▶ [PROBLEM SET]
**1)** Reproduce the court ruling word for word from "Lucy Muriithi…" to "application be allowed.".
**2)** Write the next part of the court ruling, starting right after its last sentence.
____ EXTRACT TO READ
John Kabanga Kinuyua & Lucy Muriithi v Susan Ngunge Mwania (Suing as the legal Representative of the estate of Josha Ndirangu Ndich(Deceased) [2016] KEHC 1844 (KLR) | Dismissal For Want Of Prosecution | Esheria

John Kabanga Kinuyua & Lucy Muriithi v Susan Ngunge Mwania (Suing as the legal Representative of the estate of Josha Ndirangu Ndich(Deceased) [2016] KEHC 1844 (KLR)

Full Case Text

REPUBLIC OF KENYA

IN THE HIGH COURT OF KENYA AT NYERI

CIVIL APPEAL NO. 77  OF 2014

John Kabanga Kinuyua………………….……..….................…1stAppellant/Respondent

Lucy Muriithi………………….….................................…2ndAppellant/Respondent

Versus

Susan Ngunge Mwania (Suing as the legal

Representative of the estate of Josha Ndirangu Ndich(Deceased)……………………...….…………...……...............Respondent/Applicant

RULING

The Respondent/Applicant seeks have this appeal dismissed  for want of prosecution mainly because the appellants have never served the record of appeal upon the Respondents since it was filed on 17thy November 2014 nor have they taken steps to place the matter before a judge for directions, a position the applicant states is aimed at frustrating the applicant and deny the applicant the enjoyment of the fruits of her judgement and that it is in the interests of justice that the application be allowed.
________
____ ENTRIES PROVIDED
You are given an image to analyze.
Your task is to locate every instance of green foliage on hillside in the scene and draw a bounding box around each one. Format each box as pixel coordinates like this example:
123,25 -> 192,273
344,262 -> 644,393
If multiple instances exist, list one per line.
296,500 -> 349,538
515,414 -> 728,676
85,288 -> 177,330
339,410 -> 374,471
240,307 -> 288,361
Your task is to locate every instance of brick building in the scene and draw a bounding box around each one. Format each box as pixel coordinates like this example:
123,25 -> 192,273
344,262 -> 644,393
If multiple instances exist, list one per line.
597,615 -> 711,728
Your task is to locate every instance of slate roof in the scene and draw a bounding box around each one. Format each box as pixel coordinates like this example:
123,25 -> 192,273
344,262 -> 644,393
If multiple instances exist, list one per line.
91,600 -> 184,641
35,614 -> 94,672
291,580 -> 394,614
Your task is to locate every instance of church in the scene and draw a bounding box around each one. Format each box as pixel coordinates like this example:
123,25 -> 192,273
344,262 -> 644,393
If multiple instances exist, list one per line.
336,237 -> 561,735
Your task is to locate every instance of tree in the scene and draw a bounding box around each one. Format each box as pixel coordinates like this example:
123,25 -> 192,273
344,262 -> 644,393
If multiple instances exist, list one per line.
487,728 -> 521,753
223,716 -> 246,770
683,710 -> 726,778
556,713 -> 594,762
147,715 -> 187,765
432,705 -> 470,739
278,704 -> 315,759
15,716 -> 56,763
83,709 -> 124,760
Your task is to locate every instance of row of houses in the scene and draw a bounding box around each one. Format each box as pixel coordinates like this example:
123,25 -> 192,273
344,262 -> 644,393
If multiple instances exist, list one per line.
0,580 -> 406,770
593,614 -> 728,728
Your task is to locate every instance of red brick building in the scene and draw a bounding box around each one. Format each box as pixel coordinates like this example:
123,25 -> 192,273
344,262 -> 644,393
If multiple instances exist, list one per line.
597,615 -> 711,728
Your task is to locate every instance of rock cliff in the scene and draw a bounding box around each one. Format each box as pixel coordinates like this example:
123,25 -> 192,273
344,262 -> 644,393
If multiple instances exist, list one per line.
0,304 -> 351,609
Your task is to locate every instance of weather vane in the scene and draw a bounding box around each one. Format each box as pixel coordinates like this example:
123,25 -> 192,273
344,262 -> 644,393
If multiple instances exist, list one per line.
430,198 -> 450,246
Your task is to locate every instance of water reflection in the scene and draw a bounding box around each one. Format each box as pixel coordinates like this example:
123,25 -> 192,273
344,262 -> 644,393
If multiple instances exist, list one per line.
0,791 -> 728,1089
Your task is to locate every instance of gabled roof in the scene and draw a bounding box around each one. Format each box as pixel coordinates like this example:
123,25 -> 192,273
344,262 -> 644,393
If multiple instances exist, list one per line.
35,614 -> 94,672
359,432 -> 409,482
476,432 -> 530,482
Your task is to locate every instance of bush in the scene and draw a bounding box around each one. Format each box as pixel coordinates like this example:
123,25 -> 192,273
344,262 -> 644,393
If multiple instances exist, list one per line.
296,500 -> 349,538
________
▶ [RESPONSES TO THE TASKS]
**1)**
Lucy Muriithi………………….….................................…2ndAppellant/Respondent

Versus

Susan Ngunge Mwania (Suing as the legal

Representative of the estate of Josha Ndirangu Ndich(Deceased)……………………...….…………...……...............Respondent/Applicant

RULING

The Respondent/Applicant seeks have this appeal dismissed  for want of prosecution mainly because the appellants have never served the record of appeal upon the Respondents since it was filed on 17thy November 2014 nor have they taken steps to place the matter before a judge for directions, a position the applicant states is aimed at frustrating the applicant and deny the applicant the enjoyment of the fruits of her judgement and that it is in the interests of justice that the application be allowed.

**2)**
The Applicant states that  the judgement was entered on 24th October 2014 in her favour, that the Respondent/appellant filed the memorandum of appeal on  18th November 2014, that certified court proceedings have been ready, that there has been inordinate delay in prosecuting this appeal, a position the applicant construes to mean that the appellant has lost interest in prosecuting this appeal. The applicant further avers that she is entitled to a speedy disposal of her case under the constitution.

In her replying affidavit, the Respondent/Appellant avers that she has not lost interest in this appeal, that she could not compile the record of appeal without a decree and that the said decree was sealed on 17th August 2016 and that she has since filed and served the record of appeal.

In her reply to replying affidavit, the applicant maintains that no action was taken prior to her filing the present application, hence the Respondent/Appellant was awoken by her application,  that the decree was applied for and further court fees paid on 17th August 2016 as evidenced by the receipt exhibited by the Respondent.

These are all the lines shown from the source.